● Tasks to carry out
1 – Reproduce the passage on the Ingalls family word for word, from "On the other" to "in their books.".
2 – Resume the passage on the Ingalls family and write what comes next after its final sentence.

● Provided passage
On the other hand, these were debts to, like, normal regular people like the Ingalls. Not railroad barons. And of course the folks who hold the Ingalls as proof that anyone can achieve the American Dream if they Try Hard are usually anti-bankruptcy and social nets. It's worth pointing out, yet again, that Charles Ingalls could not live up to the morals that Laura and Rose will use his name to instill in their books.

The 1870s depression drives 2 million people from the cities to the Great Plains, where more than a few of them starve because the locusts are still scouring everything. (Reminder that the climate conditions that favored the locust plagues were in part man-made because of massive deforestation that changed the climate.) The Ingalls move back to the Plum Creek area but are homeless and have to live on the charity of others. Charles takes odd jobs, including carpenter and butcher. It's interesting that yet again this period (of 2 years!) doesn't make it into Laura's books.

(Dataset entries)
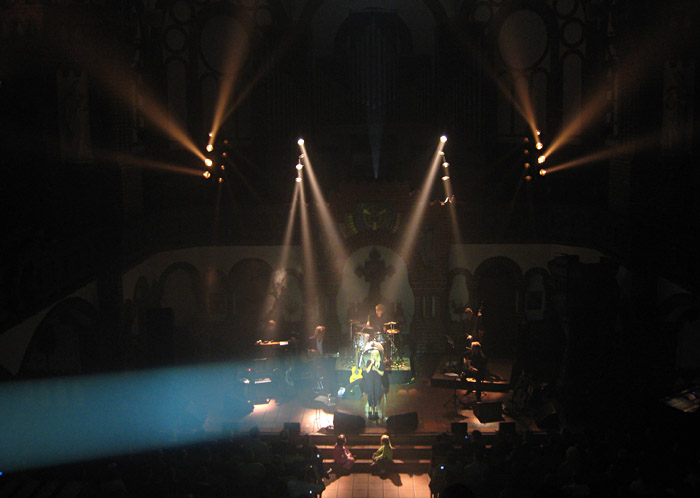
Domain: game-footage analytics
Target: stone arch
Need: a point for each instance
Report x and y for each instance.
(680, 314)
(536, 293)
(461, 288)
(179, 290)
(66, 342)
(499, 282)
(249, 280)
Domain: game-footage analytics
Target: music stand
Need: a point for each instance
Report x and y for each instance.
(454, 398)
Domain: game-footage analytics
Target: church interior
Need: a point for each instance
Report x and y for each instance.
(208, 202)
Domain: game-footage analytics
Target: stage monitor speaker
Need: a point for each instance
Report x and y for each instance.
(488, 411)
(347, 422)
(506, 427)
(406, 422)
(546, 417)
(293, 428)
(459, 428)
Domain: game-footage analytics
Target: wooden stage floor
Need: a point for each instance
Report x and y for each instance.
(436, 405)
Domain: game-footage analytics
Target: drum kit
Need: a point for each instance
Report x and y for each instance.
(383, 340)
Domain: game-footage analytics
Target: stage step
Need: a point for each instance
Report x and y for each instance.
(400, 466)
(366, 452)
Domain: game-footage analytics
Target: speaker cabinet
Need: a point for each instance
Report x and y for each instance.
(459, 428)
(293, 428)
(406, 422)
(506, 427)
(547, 417)
(347, 422)
(488, 411)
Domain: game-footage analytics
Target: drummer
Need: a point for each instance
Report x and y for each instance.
(376, 320)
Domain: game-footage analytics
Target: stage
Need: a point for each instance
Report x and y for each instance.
(436, 398)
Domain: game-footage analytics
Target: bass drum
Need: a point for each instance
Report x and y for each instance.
(360, 341)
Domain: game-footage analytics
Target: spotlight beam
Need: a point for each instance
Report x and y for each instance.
(271, 310)
(409, 237)
(237, 50)
(598, 156)
(127, 160)
(115, 74)
(310, 273)
(327, 223)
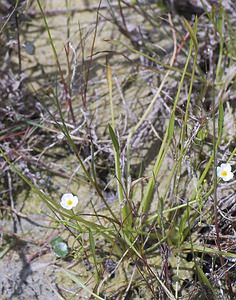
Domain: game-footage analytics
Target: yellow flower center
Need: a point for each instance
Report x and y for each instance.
(223, 173)
(69, 202)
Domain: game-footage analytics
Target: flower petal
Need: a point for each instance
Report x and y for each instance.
(226, 167)
(229, 176)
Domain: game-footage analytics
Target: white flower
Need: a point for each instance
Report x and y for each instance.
(224, 172)
(68, 201)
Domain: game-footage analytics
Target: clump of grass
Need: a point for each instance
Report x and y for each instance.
(166, 232)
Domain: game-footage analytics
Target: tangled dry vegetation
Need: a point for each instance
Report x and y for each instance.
(65, 66)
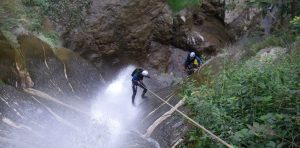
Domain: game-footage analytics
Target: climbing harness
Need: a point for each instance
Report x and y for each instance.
(192, 121)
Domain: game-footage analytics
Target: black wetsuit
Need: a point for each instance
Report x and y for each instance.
(137, 80)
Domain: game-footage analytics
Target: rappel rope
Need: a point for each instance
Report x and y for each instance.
(191, 120)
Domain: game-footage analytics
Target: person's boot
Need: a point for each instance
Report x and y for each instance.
(144, 97)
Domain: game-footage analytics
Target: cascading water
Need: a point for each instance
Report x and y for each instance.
(111, 122)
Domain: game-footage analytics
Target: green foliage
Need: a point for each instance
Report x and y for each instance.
(295, 24)
(278, 39)
(177, 5)
(285, 7)
(251, 104)
(52, 36)
(69, 13)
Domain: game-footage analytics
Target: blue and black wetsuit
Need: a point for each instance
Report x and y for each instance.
(137, 80)
(192, 62)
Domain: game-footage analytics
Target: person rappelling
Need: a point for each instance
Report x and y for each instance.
(192, 63)
(137, 80)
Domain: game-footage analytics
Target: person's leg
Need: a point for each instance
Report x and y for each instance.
(134, 90)
(142, 85)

● Outputs by task
1 –
On the other hand, these were debts to, like, normal regular people like the Ingalls. Not railroad barons. And of course the folks who hold the Ingalls as proof that anyone can achieve the American Dream if they Try Hard are usually anti-bankruptcy and social nets. It's worth pointing out, yet again, that Charles Ingalls could not live up to the morals that Laura and Rose will use his name to instill in their books.

2 –
[TW: Attempted Sexual Assault] During this 2 year period, Laura has to fend off a couple gross men intent on harming her, and she also learns a lot at the hotel where she works. It's frustrating to me, actually, that Laura would go on to romanticize settlers even knowing this ugly underside--the danger of working for someone intent on harming you and knowing there's very little you can do besides flee.

...This is amazing. "There were other scandals, too. In 1879, Charles Ingalls was elected Walnut Grove’s first justice of the peace, a position requiring literacy and negotiating skills but no legal education. He conducted business in the family’s front room, and Laura raptly drank in the salacious scenes that played out there. She overheard, for instance, the incredible story of two sisters, Mrs. Welch, a local, and Mrs. Ray. In long-planned revenge on her sister for marrying the man she wanted, Mrs. Welch secretly became the owner of the mortgage on the Rays’ property in New York. Then, encouraging her sister to visit, Mrs. Welch inveigled the Rays to stay for months, imperiling their claim, which depended on their being in residence on the land. Triumphantly foreclosing on the mortgage and declaring her scheme, Mrs. Welch tore the deed out of her sister’s hand in the Ingallses’ front room, continuing to curse Mrs. Ray until she was pulled out the door, screaming and clawing."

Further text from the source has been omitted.